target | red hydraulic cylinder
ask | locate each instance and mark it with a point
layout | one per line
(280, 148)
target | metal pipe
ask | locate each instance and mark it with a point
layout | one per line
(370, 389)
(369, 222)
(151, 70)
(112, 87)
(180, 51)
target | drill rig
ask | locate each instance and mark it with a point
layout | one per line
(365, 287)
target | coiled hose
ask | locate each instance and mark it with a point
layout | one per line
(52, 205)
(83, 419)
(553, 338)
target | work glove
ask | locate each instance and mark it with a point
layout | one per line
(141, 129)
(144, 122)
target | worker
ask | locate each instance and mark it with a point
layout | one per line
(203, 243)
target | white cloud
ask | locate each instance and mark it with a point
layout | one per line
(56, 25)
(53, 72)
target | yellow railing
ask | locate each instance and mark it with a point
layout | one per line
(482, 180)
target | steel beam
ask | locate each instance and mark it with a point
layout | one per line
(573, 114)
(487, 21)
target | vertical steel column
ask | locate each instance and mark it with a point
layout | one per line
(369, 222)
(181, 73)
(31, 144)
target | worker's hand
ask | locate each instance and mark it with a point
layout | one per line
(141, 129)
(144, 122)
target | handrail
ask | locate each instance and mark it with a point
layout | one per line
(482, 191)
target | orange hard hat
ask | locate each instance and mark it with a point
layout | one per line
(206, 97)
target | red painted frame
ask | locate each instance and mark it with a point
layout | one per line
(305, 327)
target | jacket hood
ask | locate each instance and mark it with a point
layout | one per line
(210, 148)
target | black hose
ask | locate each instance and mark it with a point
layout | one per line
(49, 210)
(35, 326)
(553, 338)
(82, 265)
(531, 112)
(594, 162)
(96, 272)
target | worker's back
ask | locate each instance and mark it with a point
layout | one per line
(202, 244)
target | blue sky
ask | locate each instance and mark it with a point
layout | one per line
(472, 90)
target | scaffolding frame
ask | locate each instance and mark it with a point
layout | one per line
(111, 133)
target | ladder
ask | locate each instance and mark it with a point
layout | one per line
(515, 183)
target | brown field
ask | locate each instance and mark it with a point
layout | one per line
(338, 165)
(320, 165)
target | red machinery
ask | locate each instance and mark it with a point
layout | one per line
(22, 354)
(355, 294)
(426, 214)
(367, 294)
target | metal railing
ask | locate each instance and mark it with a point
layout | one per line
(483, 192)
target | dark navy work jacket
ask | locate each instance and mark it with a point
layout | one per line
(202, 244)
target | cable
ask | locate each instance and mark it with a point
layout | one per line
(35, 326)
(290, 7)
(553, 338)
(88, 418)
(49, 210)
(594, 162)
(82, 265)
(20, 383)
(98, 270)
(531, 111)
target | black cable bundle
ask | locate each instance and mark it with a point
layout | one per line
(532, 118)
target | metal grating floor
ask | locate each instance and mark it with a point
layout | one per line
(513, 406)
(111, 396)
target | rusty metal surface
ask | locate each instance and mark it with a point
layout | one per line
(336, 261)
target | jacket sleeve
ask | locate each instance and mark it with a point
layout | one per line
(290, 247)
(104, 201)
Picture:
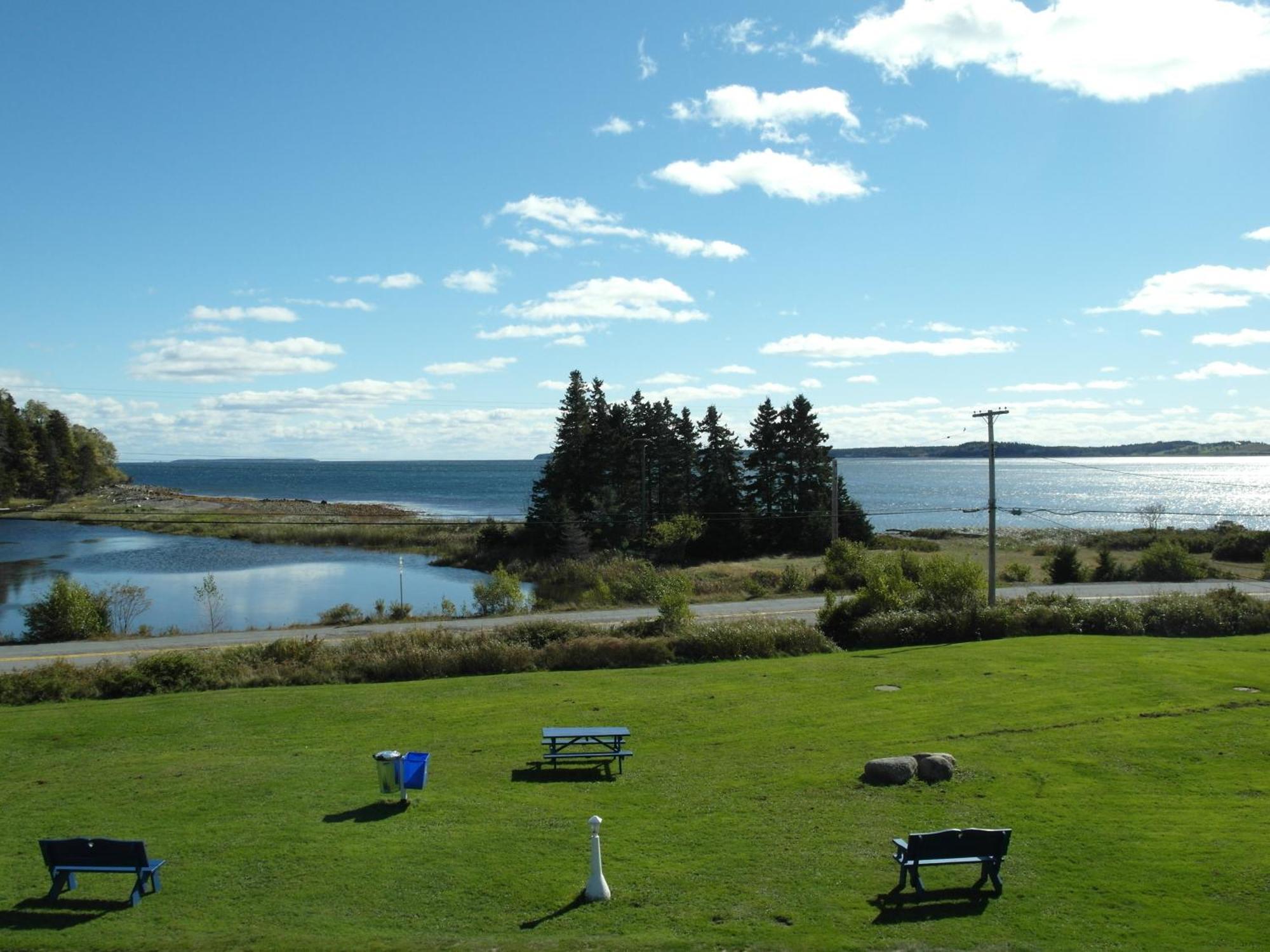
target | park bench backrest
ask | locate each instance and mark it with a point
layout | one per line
(949, 845)
(83, 851)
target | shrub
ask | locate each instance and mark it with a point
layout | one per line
(594, 652)
(1243, 546)
(1064, 567)
(502, 595)
(793, 579)
(1015, 572)
(845, 564)
(68, 612)
(1169, 562)
(346, 614)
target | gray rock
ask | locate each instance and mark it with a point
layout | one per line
(937, 767)
(923, 757)
(891, 770)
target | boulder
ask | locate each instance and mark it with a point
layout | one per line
(891, 770)
(923, 757)
(935, 767)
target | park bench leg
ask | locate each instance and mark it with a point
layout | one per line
(918, 882)
(63, 883)
(995, 873)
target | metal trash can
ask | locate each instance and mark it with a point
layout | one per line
(389, 766)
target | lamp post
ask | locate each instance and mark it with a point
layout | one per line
(598, 890)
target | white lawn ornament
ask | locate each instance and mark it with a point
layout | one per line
(598, 890)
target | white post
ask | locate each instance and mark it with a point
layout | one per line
(598, 890)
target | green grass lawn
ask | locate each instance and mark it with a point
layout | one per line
(1135, 776)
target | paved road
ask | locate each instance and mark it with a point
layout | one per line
(16, 657)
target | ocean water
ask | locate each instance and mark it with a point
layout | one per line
(901, 494)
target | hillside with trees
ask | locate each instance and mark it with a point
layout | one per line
(641, 473)
(46, 456)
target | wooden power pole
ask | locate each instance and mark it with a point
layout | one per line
(990, 416)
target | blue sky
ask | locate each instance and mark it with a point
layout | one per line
(391, 230)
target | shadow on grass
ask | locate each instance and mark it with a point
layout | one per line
(44, 913)
(934, 904)
(371, 813)
(595, 774)
(581, 899)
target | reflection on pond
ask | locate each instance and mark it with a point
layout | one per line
(264, 585)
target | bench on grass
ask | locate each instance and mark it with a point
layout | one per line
(586, 744)
(67, 857)
(949, 849)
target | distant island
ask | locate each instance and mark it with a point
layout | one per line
(980, 450)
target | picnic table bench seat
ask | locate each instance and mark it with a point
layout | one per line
(952, 847)
(67, 857)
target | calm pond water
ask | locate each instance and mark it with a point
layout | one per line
(262, 585)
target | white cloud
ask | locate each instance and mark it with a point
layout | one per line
(1241, 338)
(1207, 288)
(772, 114)
(1123, 51)
(684, 247)
(274, 315)
(520, 246)
(580, 218)
(458, 367)
(516, 332)
(622, 299)
(820, 346)
(618, 126)
(476, 281)
(1221, 369)
(575, 215)
(231, 359)
(365, 393)
(674, 379)
(393, 282)
(647, 64)
(349, 304)
(779, 175)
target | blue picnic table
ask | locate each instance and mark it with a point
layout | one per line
(586, 743)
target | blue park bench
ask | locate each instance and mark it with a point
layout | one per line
(67, 857)
(952, 847)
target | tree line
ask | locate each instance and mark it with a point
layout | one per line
(46, 456)
(624, 473)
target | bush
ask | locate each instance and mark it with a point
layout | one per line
(845, 564)
(1064, 567)
(1243, 546)
(346, 614)
(1169, 562)
(68, 612)
(1015, 572)
(793, 579)
(502, 595)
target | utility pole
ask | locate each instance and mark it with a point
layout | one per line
(990, 416)
(834, 503)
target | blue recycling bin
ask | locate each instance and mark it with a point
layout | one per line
(415, 771)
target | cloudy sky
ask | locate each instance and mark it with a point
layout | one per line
(391, 230)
● ● ●
_To do_
In your answer, repeat the material above in full, exactly, and without its pictures.

_Result of this exercise_
target | red hydraulic cylinder
ask | locate each instance and mark it with a point
layout | one per line
(280, 148)
target | metal pipe
ask | locate each instance and mark it with a point
layout | one per line
(370, 389)
(369, 222)
(151, 70)
(112, 87)
(180, 51)
target | drill rig
ask | locate each instance and mark it with a point
layout | one per line
(365, 287)
target | coiled hose
ask | locate each instance and mark it with a point
layout | one per line
(52, 205)
(83, 419)
(553, 338)
target | work glove
ask | locate each instance and mark it with a point
layout | one per line
(141, 129)
(144, 122)
target | worker
ask | locate each instance and mark it with a point
layout | one per line
(203, 243)
target | white cloud
ask | locate each instance and mark it with a point
layout | one per line
(56, 25)
(53, 72)
target | yellow railing
ask | locate each instance and mark it with a point
layout | one per line
(482, 180)
target | steel beam
ask | locate each instance and mark it with a point
layout | one per line
(573, 114)
(487, 21)
target | vertical steel column
ask | locate each instance and mark it with a point
layout | one per line
(369, 222)
(181, 73)
(31, 144)
target | worker's hand
ask | locate each instance and mark it with a point
layout | one per line
(141, 129)
(144, 122)
target | handrail
ask | locate each instance and mark it with a point
layout | one per line
(482, 191)
target | orange hard hat
ask | locate each instance and mark it with a point
layout | one per line
(206, 97)
target | red painted frame
ask | locate each instance and mark it with a point
layout | one per line
(305, 327)
target | jacket hood
ask | locate each instance and mark it with a point
layout | one per line
(210, 148)
target | black hose
ask | locate each instance and mark it with a point
layout | one per line
(49, 210)
(35, 326)
(553, 338)
(82, 265)
(531, 112)
(594, 162)
(96, 272)
target | worker's back
ask | locate each instance and mark it with a point
layout | one per line
(202, 244)
target | blue sky
ask | locate each instance and mark it with a point
layout | one per line
(472, 90)
target | scaffolding frame
ask | locate each instance and mark it with a point
layout | one per line
(111, 133)
target | ladder
ask | locate each instance and mark it with a point
layout | one per line
(515, 183)
target | brown field
ask | locate each instance and mark it with a point
layout | one per line
(338, 165)
(320, 165)
target | red machinery
ask | locate each instance and mark it with a point
layout | one per line
(22, 354)
(355, 294)
(426, 214)
(367, 294)
target | metal railing
ask | locate each instance and mark it with a point
layout | one per line
(483, 192)
target | dark navy work jacket
ask | locate each instance and mark it with a point
layout | one per line
(202, 244)
target | cable
ask | locate each instance and mark it with a point
layout | one per line
(35, 326)
(290, 7)
(553, 338)
(88, 418)
(49, 210)
(594, 162)
(82, 265)
(20, 383)
(98, 270)
(531, 111)
target | black cable bundle
ask | locate each instance and mark it with a point
layout | one per line
(532, 118)
target | metal grating floor
ask | locate each instance and mark it with a point
layout | one per line
(513, 406)
(111, 396)
target | rusty metal surface
ask | locate each instance and mark it with a point
layout | one per line
(336, 261)
target | jacket sleeve
ask | locate each instance and mark it with a point
layout | one per line
(290, 247)
(104, 201)
Picture:
target | park bench backrest
ask | locate each instance and mark it with a point
layout | one per line
(949, 845)
(83, 851)
target | shrub
ask | locate each instance and mark it with a point
layout | one per line
(594, 652)
(1243, 546)
(1064, 567)
(502, 595)
(793, 579)
(1015, 572)
(845, 564)
(68, 612)
(1169, 562)
(346, 614)
target | gray rock
ask | locate each instance and mark it with a point
layout | one per line
(937, 767)
(923, 757)
(891, 770)
target | boulder
ask | locate each instance and mark it with a point
layout | one per line
(891, 770)
(923, 757)
(935, 767)
target | park bench leg
ask | locate each instance and mark it with a point
layout | one per line
(918, 882)
(63, 883)
(995, 873)
target | metal trash can
ask | locate each instance and mark it with a point
layout | one per line
(389, 766)
target | lamp post
ask | locate each instance and mark it with a point
layout | one per line
(598, 890)
target | white lawn ornament
ask | locate each instance and mark it with a point
layout | one per line
(598, 890)
target | white post
ask | locate each instance and mark it with a point
layout | one per line
(598, 890)
target | green grass lawn
ask | locate each instance and mark it with a point
layout | one per line
(1135, 776)
target | paved road
ask | locate each instance and mark it with a point
layout | one per line
(16, 657)
target | ocean water
ask | locate each instance and mark it with a point
layout | one per line
(901, 494)
target | hillside with trees
ask | locate each instance and mark it with a point
layout | one per line
(641, 473)
(46, 456)
target | wooden power pole
ask | locate each instance and mark it with a point
layout | one per line
(990, 416)
target | blue sky
ask | locate each instance and mark it with a point
layout | one per line
(391, 230)
target | shadow on grass
ask | locate each instance and mark it with a point
layout | one per line
(44, 913)
(934, 904)
(371, 813)
(595, 774)
(581, 899)
target | reflection on pond
ask | locate each instance and mark it with a point
layout | one per line
(264, 585)
target | bench on grass
ask | locate each instance and mark it with a point
layout | one per line
(586, 744)
(67, 857)
(949, 849)
target | distant island
ask | locate each instance and mark it with a point
layout | one per line
(980, 450)
target | picnic table bench seat
ask | locate each instance and mark it with a point
layout | one per line
(952, 847)
(67, 857)
target | calm pond water
ask | locate each instance and mark it with a point
layout | one per line
(262, 585)
target | white cloud
ask | locate each instance and mark it with a point
layout | one per line
(1241, 338)
(1207, 288)
(772, 114)
(1123, 51)
(684, 247)
(274, 315)
(520, 246)
(580, 218)
(458, 367)
(516, 332)
(622, 299)
(820, 346)
(618, 126)
(476, 281)
(1221, 369)
(575, 215)
(231, 359)
(365, 393)
(674, 379)
(393, 282)
(647, 64)
(349, 304)
(779, 175)
target | blue picnic table
ask | locate each instance and mark it with a point
layout | one per line
(586, 743)
target | blue park bench
ask | locate each instance and mark it with a point
layout | one per line
(67, 857)
(952, 847)
target | tree line
ask | locate each instance and mark it with a point
layout | one per line
(46, 456)
(624, 473)
target | bush
ask | locate each instance and mark it with a point
layout | one per line
(845, 564)
(1064, 567)
(1243, 546)
(346, 614)
(1169, 562)
(68, 612)
(1015, 572)
(793, 579)
(502, 595)
target | utility pole
ask | locate each instance and mark it with a point
layout | one per line
(990, 416)
(834, 503)
target | blue recycling bin
ask | locate each instance and mark it with a point
layout | one per line
(415, 771)
target | cloudy sky
ask | locate each instance and mark it with a point
layout | one per line
(391, 230)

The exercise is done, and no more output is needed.